TASK> Beginning with the line containing "Exercise. Locate the boy" and ending with the last line of the records, set down every line exactly.

[Records from a dataset]
■ ■ ■

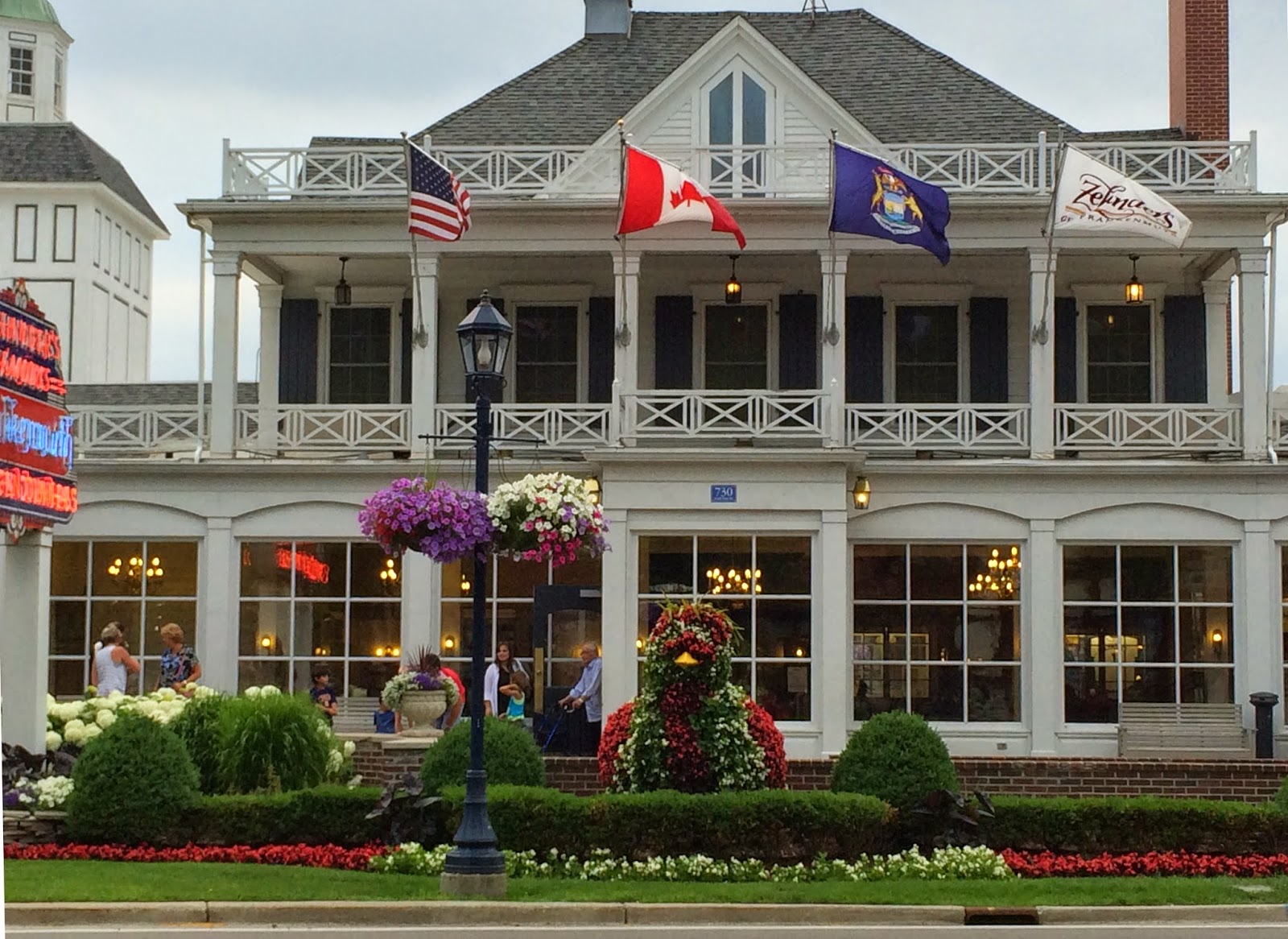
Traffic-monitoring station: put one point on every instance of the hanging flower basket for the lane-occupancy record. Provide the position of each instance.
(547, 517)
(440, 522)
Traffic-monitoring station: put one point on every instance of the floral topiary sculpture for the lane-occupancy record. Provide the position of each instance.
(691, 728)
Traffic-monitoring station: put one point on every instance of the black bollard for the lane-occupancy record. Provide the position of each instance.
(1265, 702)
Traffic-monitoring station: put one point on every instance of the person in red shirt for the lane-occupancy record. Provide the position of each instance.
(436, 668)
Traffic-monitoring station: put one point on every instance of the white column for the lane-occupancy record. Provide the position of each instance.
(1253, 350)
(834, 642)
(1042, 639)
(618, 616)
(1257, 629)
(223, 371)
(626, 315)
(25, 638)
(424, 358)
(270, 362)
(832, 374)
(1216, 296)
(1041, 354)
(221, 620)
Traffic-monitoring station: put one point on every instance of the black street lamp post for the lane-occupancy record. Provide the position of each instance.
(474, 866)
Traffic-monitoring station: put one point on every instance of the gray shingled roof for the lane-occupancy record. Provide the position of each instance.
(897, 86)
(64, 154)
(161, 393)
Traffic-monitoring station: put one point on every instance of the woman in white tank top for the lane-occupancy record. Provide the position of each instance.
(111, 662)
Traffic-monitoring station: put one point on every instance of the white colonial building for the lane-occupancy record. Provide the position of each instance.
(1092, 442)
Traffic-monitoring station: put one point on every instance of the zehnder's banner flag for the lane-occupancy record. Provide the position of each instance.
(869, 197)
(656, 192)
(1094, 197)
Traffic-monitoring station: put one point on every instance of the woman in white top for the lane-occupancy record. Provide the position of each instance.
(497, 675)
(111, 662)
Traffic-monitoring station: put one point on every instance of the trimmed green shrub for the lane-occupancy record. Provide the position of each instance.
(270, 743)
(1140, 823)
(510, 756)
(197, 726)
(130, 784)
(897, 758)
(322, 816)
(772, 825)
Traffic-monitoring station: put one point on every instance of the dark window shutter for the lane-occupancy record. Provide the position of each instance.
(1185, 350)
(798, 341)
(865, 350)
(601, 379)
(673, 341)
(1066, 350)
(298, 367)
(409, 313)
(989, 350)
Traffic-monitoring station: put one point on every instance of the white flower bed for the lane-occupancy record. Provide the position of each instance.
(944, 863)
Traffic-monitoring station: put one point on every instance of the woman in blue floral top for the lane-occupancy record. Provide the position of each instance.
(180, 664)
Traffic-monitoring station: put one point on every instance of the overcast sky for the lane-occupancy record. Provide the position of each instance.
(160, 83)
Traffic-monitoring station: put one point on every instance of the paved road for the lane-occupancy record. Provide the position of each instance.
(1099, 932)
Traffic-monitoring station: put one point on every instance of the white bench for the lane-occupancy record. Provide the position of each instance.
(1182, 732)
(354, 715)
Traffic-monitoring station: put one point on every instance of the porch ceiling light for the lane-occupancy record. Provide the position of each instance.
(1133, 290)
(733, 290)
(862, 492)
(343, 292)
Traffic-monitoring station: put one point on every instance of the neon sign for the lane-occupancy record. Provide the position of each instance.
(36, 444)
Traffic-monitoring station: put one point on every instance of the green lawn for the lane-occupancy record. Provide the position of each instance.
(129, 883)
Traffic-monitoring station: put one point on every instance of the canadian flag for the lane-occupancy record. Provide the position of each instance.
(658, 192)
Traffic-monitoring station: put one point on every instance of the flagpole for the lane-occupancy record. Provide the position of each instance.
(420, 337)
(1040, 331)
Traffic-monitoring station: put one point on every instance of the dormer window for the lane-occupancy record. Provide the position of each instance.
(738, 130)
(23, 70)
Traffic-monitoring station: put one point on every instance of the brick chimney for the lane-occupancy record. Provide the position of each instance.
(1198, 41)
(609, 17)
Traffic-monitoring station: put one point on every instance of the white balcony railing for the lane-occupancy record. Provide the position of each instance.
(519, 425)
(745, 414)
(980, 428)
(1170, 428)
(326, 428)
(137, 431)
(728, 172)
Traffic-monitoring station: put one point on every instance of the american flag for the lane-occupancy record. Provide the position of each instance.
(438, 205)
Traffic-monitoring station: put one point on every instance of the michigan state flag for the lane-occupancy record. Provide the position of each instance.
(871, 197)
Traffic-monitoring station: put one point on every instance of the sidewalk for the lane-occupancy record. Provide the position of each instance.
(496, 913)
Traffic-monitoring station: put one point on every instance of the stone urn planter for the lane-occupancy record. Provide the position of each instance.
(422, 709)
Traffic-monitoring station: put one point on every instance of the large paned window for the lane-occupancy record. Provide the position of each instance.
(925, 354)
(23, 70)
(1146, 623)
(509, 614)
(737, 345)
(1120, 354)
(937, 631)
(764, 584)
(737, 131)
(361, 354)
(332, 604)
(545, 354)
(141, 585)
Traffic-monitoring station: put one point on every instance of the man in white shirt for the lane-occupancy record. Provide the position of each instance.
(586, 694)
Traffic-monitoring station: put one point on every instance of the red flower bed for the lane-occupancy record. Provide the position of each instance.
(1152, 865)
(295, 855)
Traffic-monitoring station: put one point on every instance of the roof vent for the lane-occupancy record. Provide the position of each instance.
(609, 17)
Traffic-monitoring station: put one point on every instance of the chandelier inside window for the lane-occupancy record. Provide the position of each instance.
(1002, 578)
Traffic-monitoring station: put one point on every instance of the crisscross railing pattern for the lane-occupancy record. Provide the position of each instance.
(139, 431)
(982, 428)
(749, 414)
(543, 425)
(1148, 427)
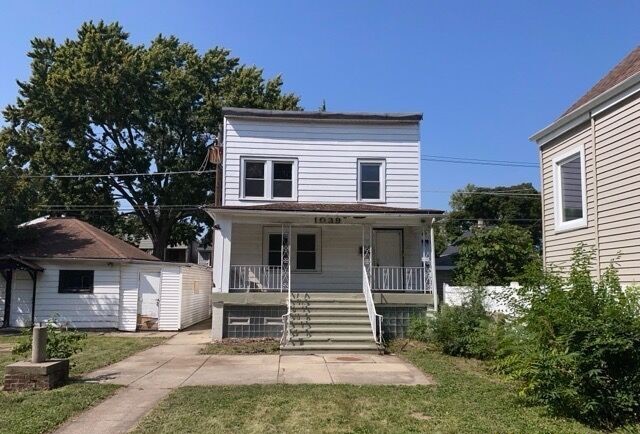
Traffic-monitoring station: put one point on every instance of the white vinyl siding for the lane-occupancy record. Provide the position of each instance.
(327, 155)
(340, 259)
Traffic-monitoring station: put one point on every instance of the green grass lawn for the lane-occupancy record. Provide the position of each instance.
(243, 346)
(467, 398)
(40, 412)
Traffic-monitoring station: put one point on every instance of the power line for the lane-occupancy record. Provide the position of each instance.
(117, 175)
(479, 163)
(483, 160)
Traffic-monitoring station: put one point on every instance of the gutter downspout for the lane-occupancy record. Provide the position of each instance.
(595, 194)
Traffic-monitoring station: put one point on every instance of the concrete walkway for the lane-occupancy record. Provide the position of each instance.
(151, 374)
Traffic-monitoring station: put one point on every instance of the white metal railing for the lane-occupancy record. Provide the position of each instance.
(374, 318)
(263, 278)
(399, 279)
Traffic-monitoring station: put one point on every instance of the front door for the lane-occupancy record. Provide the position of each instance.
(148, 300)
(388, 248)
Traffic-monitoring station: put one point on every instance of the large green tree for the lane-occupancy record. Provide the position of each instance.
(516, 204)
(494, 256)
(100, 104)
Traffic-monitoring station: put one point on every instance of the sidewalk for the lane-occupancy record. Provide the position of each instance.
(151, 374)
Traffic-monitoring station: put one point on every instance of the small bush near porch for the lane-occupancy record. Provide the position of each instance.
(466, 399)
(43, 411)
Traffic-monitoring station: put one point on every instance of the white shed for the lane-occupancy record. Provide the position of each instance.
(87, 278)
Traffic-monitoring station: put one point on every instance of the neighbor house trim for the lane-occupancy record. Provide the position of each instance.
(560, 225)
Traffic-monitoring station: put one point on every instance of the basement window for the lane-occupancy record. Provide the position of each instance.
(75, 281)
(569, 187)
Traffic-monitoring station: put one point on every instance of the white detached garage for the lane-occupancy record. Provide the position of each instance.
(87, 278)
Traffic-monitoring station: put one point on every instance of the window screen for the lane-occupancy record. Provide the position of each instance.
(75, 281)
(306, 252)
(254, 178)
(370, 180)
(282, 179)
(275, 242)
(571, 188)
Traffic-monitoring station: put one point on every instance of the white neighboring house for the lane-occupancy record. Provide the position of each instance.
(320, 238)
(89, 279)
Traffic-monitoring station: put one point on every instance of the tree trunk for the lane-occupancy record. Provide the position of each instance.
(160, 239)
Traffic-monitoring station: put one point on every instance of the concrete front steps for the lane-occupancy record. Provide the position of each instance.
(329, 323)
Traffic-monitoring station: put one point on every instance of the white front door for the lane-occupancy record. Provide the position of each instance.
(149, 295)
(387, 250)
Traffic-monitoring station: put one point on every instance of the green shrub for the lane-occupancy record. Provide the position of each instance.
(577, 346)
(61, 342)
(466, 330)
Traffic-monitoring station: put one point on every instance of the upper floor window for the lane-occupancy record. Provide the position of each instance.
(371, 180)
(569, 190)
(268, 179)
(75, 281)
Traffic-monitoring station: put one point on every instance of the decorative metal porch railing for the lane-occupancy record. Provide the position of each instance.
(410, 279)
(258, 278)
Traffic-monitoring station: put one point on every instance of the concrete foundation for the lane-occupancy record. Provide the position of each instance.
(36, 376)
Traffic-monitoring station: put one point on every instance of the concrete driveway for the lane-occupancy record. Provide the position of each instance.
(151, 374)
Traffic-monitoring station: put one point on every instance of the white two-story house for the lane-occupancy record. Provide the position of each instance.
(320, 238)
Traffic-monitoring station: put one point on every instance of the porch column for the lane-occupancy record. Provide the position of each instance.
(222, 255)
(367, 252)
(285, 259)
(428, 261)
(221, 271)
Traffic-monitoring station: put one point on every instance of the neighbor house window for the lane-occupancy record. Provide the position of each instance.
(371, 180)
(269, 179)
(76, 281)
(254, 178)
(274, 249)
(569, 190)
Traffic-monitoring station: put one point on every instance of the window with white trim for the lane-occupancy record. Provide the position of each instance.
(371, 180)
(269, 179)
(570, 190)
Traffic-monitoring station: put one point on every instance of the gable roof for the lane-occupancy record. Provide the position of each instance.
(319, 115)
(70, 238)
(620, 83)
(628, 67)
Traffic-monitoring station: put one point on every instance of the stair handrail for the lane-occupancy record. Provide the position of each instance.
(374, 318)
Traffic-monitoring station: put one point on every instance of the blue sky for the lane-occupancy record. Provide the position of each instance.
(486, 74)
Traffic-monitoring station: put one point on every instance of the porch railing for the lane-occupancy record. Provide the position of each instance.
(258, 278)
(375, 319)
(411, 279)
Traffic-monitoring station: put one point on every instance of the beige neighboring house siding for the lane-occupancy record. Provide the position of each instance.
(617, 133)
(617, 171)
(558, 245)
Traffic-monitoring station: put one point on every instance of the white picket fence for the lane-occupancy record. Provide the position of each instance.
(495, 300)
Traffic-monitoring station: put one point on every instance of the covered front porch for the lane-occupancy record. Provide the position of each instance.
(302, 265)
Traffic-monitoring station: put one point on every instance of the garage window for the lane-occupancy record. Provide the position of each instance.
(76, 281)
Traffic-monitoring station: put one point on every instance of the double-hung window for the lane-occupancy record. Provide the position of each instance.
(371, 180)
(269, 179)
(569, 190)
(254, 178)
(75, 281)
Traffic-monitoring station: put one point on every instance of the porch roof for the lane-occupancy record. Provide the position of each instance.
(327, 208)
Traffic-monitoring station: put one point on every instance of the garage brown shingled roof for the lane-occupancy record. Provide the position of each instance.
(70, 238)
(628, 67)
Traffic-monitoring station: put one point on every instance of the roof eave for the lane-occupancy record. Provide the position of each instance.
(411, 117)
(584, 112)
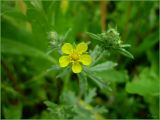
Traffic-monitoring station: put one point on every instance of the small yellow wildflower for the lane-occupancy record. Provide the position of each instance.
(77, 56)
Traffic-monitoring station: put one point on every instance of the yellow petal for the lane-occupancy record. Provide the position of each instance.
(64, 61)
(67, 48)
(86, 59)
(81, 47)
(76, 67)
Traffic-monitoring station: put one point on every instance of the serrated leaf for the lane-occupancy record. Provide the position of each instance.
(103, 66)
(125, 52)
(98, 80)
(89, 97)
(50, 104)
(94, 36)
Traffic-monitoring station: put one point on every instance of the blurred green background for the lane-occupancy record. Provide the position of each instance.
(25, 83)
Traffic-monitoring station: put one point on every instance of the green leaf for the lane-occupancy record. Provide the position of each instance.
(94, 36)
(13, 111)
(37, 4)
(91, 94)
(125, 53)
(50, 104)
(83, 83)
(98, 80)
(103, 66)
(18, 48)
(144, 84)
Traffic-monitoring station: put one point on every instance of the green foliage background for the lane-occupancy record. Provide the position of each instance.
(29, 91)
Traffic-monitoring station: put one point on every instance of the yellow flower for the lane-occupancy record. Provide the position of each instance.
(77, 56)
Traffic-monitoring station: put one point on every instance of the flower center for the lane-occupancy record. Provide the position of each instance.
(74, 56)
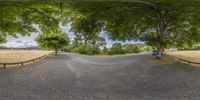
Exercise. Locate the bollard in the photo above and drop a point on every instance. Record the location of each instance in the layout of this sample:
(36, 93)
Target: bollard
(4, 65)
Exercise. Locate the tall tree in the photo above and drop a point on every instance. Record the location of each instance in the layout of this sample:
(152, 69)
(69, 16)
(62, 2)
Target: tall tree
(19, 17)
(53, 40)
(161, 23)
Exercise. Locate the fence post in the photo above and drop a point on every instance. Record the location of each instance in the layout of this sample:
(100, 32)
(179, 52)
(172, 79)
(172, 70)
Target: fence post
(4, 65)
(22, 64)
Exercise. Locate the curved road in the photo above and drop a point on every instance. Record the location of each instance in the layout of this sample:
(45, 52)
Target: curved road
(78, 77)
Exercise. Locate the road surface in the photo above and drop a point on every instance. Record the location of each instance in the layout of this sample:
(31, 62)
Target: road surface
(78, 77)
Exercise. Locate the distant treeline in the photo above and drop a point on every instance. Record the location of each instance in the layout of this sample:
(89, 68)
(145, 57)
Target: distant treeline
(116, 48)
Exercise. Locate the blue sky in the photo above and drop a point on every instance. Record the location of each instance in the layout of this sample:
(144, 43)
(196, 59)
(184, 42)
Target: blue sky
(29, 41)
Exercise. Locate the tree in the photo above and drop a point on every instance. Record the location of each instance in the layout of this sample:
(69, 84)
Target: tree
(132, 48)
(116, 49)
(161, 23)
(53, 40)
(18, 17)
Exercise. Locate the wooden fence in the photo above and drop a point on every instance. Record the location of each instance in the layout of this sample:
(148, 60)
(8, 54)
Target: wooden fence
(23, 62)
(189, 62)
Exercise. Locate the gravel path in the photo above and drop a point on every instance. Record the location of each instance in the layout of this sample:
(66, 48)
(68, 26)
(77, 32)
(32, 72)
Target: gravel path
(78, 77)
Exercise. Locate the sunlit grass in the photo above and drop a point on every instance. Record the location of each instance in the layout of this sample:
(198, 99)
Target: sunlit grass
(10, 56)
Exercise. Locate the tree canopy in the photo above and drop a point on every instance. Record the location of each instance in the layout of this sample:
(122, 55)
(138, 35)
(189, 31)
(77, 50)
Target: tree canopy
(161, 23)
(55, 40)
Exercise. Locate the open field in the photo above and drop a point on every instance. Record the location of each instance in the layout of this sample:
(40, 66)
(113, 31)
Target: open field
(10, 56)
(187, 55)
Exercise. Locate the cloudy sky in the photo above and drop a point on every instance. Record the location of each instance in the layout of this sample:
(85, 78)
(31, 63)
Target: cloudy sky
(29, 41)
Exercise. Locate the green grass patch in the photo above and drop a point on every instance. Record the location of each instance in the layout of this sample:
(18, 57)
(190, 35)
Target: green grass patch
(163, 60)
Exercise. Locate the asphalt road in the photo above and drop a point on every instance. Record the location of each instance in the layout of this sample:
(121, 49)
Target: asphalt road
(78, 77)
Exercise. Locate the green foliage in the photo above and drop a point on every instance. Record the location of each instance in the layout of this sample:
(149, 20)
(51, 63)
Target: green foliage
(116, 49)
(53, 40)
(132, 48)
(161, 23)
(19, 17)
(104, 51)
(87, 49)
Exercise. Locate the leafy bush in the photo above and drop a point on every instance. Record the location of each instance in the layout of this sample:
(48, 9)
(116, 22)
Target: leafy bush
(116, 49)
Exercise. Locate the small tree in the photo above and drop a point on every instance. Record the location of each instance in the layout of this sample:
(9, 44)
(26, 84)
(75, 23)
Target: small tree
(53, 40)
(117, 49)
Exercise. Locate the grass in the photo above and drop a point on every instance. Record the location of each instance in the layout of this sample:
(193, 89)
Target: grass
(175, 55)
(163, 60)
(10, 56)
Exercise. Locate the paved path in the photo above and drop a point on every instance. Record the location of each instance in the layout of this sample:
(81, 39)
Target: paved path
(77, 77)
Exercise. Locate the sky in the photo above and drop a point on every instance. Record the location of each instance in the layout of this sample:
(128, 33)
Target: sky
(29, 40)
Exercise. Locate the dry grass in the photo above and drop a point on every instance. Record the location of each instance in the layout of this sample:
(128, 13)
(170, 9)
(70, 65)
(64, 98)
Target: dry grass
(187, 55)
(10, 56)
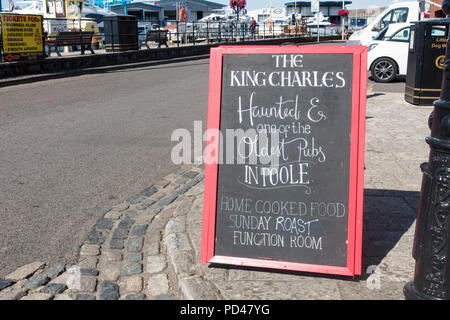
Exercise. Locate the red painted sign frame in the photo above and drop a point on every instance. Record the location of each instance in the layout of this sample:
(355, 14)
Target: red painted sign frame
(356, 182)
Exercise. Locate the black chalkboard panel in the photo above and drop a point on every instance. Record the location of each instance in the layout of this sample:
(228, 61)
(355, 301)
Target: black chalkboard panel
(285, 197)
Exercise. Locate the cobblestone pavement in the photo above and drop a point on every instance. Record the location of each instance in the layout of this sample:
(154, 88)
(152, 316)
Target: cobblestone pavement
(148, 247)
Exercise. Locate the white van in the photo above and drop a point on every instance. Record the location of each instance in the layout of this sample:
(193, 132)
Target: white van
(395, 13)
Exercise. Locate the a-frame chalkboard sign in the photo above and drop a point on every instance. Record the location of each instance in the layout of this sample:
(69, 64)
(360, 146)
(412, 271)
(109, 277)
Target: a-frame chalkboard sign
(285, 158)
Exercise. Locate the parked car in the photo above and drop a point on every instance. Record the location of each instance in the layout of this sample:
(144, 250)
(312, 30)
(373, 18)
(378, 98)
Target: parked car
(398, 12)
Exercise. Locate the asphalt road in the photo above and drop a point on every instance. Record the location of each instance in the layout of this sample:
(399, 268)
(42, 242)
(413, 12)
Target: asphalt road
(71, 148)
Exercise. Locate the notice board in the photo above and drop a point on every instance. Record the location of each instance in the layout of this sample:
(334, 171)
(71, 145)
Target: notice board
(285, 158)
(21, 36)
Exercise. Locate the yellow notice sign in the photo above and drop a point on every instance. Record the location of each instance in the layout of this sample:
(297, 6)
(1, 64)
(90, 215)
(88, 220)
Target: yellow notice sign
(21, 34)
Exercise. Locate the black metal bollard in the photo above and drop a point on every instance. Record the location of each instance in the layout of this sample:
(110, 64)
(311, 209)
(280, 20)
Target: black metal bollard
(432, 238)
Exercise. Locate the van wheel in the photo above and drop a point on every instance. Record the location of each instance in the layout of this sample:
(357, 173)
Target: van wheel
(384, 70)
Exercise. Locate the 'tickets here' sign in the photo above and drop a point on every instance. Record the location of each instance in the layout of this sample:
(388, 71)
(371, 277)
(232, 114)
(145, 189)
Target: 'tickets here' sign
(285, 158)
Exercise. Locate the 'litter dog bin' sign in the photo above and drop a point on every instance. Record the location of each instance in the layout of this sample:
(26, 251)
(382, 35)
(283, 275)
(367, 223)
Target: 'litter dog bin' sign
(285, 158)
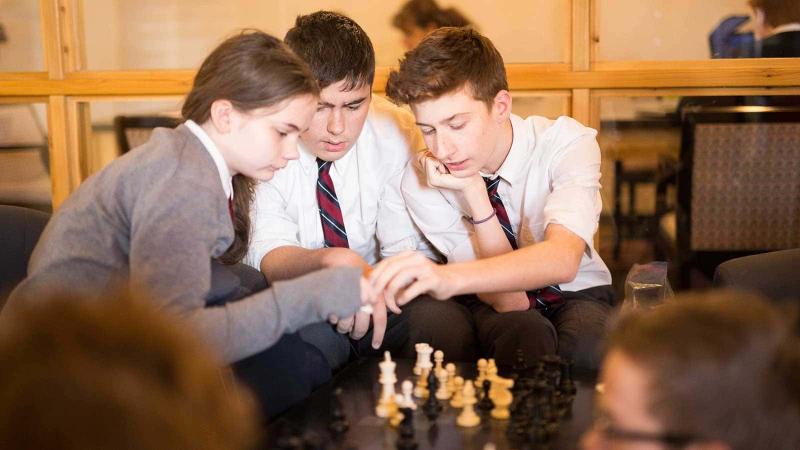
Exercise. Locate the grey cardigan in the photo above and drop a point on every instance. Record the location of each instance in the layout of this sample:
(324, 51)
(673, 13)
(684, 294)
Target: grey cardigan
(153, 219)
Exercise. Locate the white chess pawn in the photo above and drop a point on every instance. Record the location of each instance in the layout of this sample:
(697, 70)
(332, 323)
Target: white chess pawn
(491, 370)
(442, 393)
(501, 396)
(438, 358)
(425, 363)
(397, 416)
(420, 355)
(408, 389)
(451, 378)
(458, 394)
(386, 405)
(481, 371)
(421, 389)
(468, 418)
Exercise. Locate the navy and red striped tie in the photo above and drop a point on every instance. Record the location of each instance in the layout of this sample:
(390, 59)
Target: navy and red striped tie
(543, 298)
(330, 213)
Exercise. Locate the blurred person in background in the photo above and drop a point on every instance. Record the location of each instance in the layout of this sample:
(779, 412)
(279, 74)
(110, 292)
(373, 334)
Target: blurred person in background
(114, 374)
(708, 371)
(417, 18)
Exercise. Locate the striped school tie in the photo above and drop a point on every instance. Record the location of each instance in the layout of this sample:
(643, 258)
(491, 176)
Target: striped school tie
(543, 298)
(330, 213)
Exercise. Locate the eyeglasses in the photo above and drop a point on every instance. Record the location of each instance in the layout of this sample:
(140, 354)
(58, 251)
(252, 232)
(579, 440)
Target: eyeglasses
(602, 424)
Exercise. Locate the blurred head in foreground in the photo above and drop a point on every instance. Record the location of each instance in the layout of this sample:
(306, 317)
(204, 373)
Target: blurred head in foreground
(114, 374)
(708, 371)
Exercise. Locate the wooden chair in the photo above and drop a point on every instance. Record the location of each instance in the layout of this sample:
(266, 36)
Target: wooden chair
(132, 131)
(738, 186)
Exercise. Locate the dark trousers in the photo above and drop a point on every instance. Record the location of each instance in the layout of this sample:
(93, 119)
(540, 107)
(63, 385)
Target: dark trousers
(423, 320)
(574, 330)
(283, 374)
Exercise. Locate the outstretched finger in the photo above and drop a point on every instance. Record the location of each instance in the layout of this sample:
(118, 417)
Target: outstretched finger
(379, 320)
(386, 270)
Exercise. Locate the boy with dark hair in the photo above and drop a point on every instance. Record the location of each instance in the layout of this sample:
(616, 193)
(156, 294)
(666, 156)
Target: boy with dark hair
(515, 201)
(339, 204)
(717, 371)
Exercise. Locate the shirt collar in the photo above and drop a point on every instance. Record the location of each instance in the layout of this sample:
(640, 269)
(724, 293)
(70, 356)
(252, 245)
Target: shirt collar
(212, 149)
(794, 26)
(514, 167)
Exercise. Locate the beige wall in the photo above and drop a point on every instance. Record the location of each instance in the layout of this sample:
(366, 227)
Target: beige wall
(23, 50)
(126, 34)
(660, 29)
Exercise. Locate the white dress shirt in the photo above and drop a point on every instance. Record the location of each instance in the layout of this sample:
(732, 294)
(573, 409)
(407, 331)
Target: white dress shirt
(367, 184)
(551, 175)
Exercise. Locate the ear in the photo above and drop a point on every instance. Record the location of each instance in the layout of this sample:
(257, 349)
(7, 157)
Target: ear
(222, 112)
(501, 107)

■ ■ ■

WRITTEN ANSWER>
Exercise. Locate the boy with dark hair in the photo above and drop a point on every instance. Record the location of each instance in the layout of this sample:
(616, 193)
(156, 294)
(666, 156)
Target: boy with dark hair
(515, 201)
(339, 204)
(717, 371)
Exercise. Locate the shirt collar in the photo above and drop a point on every instance. Record the location of each instance in the layout of this sample:
(640, 269)
(724, 293)
(70, 356)
(252, 245)
Target: shirt collar
(212, 149)
(794, 26)
(514, 167)
Exercise. Locate the beige wall in the photo above and drop a point on every instance. Record the location of each instance in the layout of this sample:
(366, 227)
Target: beige wall
(23, 50)
(126, 34)
(660, 29)
Exercise. Locate the white dress shirt in the photo above and drop a point on every instance. Record the location of each instance in the layout of this sample:
(732, 294)
(573, 409)
(407, 331)
Target: white dress shirt
(367, 184)
(551, 175)
Exercise. Locate the ear in the photo above and drop a point on every instance. Record the location of each instance in the layout of this sample:
(257, 349)
(7, 157)
Target: ear
(222, 112)
(501, 107)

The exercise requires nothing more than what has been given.